> _PROMPT_: State how many lines in the entries below contain the string "black", treating uppercase and lowercase as distinct. Reply with the number alone.

> _SOURCE RECORDS_:
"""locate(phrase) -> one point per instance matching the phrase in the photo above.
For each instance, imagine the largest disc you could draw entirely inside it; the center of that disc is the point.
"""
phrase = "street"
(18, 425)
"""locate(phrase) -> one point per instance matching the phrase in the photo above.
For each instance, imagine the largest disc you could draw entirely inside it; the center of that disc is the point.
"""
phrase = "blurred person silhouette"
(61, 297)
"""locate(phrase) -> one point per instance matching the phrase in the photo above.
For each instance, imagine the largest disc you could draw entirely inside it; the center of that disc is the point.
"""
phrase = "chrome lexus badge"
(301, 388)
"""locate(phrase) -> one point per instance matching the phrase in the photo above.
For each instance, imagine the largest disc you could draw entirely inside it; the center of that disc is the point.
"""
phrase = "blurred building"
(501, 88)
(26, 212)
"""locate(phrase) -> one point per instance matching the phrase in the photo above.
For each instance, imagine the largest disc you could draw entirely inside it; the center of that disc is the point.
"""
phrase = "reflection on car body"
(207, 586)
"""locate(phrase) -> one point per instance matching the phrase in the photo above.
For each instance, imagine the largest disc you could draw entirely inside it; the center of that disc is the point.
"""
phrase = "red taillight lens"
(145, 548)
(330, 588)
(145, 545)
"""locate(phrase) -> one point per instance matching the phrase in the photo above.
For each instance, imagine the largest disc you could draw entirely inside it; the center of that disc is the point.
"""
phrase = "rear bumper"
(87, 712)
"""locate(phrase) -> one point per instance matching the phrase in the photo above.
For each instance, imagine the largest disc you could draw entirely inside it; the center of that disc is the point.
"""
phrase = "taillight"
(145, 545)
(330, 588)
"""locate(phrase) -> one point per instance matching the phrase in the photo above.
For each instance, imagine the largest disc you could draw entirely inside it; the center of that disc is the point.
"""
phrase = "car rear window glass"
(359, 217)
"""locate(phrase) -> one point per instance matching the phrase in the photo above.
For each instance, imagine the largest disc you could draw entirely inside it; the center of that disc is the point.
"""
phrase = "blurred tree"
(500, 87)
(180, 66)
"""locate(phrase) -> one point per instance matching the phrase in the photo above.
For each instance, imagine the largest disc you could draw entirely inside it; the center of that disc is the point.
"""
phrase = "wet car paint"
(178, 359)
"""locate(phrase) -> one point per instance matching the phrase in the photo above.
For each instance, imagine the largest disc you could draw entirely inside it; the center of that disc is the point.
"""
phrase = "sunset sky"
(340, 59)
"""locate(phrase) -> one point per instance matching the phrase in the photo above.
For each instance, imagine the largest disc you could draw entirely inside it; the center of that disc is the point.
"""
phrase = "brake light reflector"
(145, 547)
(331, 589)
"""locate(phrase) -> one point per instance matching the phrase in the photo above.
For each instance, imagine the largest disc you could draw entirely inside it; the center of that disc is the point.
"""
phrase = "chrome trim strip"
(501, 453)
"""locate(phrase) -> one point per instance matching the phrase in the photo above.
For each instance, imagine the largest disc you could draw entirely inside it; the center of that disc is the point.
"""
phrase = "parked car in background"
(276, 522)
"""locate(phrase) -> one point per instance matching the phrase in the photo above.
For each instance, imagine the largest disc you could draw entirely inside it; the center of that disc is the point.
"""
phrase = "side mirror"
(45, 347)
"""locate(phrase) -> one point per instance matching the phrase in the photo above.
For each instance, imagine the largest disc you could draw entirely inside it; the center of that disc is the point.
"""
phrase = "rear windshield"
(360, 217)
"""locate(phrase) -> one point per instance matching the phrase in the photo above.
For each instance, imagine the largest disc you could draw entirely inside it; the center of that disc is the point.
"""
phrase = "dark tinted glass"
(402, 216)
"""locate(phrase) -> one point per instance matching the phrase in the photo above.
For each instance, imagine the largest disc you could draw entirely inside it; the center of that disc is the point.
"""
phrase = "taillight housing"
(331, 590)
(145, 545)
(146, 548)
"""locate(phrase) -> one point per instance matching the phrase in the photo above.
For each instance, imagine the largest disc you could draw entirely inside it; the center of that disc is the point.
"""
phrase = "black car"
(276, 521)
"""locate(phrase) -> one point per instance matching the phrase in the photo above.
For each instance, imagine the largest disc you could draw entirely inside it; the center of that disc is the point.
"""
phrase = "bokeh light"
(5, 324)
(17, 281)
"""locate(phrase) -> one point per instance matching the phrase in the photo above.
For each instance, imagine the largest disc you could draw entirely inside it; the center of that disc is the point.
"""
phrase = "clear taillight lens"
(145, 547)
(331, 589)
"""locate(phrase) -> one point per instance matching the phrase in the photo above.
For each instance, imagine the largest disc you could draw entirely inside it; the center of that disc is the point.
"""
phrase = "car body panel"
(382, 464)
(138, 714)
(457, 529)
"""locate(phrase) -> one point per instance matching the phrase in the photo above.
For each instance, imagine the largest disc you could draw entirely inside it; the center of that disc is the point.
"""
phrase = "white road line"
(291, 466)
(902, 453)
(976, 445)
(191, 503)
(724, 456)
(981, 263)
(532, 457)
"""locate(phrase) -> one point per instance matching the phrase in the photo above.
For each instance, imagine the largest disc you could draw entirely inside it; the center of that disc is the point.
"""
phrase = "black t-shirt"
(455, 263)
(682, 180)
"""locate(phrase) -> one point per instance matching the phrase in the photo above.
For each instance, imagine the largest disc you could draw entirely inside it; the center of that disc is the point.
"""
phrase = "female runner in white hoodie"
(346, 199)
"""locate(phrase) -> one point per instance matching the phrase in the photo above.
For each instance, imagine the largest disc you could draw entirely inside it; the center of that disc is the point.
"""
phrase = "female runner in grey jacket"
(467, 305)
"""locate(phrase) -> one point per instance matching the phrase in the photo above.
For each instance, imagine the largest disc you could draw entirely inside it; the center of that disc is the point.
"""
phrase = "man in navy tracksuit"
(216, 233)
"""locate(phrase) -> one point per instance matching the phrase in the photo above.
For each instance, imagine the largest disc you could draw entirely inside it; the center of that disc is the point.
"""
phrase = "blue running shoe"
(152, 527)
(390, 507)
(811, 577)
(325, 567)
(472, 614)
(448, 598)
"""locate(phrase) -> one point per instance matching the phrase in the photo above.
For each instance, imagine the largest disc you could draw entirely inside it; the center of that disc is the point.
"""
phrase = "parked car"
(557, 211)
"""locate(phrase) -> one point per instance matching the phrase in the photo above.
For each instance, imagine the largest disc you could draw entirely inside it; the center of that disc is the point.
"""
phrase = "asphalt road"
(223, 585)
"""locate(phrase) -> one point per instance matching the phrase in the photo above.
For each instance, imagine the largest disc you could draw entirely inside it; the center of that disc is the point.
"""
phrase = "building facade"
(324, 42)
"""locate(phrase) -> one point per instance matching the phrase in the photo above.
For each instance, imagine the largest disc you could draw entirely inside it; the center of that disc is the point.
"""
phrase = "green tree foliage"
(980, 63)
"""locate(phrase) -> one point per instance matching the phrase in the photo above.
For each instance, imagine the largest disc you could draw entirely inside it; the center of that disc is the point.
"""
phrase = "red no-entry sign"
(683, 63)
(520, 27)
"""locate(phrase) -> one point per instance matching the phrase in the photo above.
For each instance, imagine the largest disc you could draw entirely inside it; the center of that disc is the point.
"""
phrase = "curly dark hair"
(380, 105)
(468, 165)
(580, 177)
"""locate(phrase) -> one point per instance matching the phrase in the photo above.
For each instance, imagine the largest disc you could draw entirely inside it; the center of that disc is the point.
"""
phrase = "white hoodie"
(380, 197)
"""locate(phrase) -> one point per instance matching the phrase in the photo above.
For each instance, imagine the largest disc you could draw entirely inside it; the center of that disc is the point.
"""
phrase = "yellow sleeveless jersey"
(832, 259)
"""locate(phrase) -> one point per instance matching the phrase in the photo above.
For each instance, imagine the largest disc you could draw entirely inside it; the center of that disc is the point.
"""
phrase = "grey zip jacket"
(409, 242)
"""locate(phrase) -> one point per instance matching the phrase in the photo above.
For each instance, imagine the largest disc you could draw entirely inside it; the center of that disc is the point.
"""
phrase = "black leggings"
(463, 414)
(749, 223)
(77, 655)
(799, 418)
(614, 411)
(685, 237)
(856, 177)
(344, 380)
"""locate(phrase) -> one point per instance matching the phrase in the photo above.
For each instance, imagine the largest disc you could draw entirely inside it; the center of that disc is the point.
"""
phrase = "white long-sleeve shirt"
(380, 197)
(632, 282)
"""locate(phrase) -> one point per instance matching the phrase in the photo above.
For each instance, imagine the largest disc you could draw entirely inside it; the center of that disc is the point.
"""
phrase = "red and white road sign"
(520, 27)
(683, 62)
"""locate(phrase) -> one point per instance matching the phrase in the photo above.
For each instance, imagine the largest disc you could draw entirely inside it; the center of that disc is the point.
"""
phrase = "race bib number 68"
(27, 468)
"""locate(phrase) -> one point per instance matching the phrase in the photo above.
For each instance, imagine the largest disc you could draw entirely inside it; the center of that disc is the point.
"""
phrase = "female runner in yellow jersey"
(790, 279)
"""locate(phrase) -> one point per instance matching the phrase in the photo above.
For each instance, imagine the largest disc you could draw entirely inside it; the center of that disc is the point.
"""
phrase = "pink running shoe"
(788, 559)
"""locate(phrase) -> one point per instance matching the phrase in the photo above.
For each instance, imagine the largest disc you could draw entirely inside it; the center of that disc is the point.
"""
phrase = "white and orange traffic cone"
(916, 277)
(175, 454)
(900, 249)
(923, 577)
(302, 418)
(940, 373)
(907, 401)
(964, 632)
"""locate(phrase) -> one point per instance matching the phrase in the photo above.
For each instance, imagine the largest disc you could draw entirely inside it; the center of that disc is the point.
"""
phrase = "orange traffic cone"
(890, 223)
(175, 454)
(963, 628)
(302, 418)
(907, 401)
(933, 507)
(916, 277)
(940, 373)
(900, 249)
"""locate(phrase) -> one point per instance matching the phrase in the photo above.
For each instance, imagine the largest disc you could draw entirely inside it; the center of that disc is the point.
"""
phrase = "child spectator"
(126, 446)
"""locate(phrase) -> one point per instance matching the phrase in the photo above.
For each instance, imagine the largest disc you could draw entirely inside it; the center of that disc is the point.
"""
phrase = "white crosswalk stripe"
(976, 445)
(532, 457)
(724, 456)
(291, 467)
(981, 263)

> _EXERCISE RESPONSE_: 3